-- Requirements --
In the beginner investing guide, reproduce the passage starting at "What Actually Happened" and ending at "The Extra (Growth)", with "journey" renamed to "record".

Start Text block

How to Start Investing With $100: A Beginner's Real Story and Step-by-Step Guide (2026)

Investing for Beginners: How to Start With $100

Investing for Beginners: How to Start With $100


Learning how to start investing with $100 felt impossible to me for years. I thought investing was only for people with thousands of dollars, expensive brokers, and a finance degree. I was wrong. About a year and a half ago, a coworker showed me her phone. She had been investing $25 per week into something called an index fund. In two years she had over $3,000. About $400 of that was pure growth. Money she never earned or saved. It just appeared. I went home that night, opened a brokerage account, put in $100, and bought my first index fund. Here is exactly what happened next and how you can do the same thing today.

What Actually Happened When I Started Investing

Let me share my real numbers because I think transparency matters more than advice right now.

I started with $100 and set up automatic weekly investments of $25. Some months I could add extra. Some months I stuck with just the $25. Here is my journey:
When How Much I Had Put In What My Account Was Worth The Extra (Growth)
Month 1 $200 $198 -$2 (yes, negative)
Month 3 $400 $412 +$12
Month 6 $750 $791 +$41
Month 12 $1,400 $1,580 +$180
Month 18 (now) $2,050 $2,340 +$290
Look at that first month. I put in $200 and my account showed $198. I lost two dollars. Two dollars. And I almost panicked. I almost pulled everything out and said "investing is a scam."

I am so glad I did not. Because that temporary drop was completely normal. The market goes up and down daily. But over time, the trend is up. My $2,050 of actual contributions is now worth $2,340. That extra $290 is money I did absolutely nothing to earn. It just grew while I was living my life.

Is $290 life changing? No. But project that forward 10, 20, 30 years? With bigger contributions as my income grows? That is where it gets exciting. And honestly kind of mind blowing.

Why $100 Is More Than Enough to Start

I spent years thinking I needed thousands of dollars to invest. This is probably the most expensive lie I ever believed. Because every year I waited was a year of compound growth I lost forever.

Let me show you the math that haunts me:

If I had started investing $100 per month at age 20 (which I could have done, I just chose not to because I thought it was "not enough"):
Starting Age Monthly Amount What You Would Have at Age 60
20 $100 per month About $349,000
25 $100 per month About $234,000
30 $100 per month About $157,000
35 $100 per month About $104,000
40 $100 per month About $68,000
These numbers assume an average 8% annual return, which is conservative for a broad stock market index fund over long periods.

The difference between starting at 20 and starting at 30 is almost $200,000. Same monthly amount. Same investment. Just 10 years less time for compound growth to work its magic.

I started at 28. I will never get those 8 years back. But I am done wasting more time. And you should be too.

What Even Is Investing? (No Jargon Version)

When I first tried to learn about investing, every resource I found was drowning in financial jargon that made me feel stupid. So let me explain this the way I wish someone had explained it to me. Like I am a normal human being and not a finance textbook.

End Text block
Start Dataset excerpt

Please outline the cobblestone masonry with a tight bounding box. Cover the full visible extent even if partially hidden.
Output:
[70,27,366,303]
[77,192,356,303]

End Dataset excerpt

-- Solution to this problem --
What Actually Happened When I Started Investing

Let me share my real numbers because I think transparency matters more than advice right now.

I started with $100 and set up automatic weekly investments of $25. Some months I could add extra. Some months I stuck with just the $25. Here is my record:
When How Much I Had Put In What My Account Was Worth The Extra (Growth)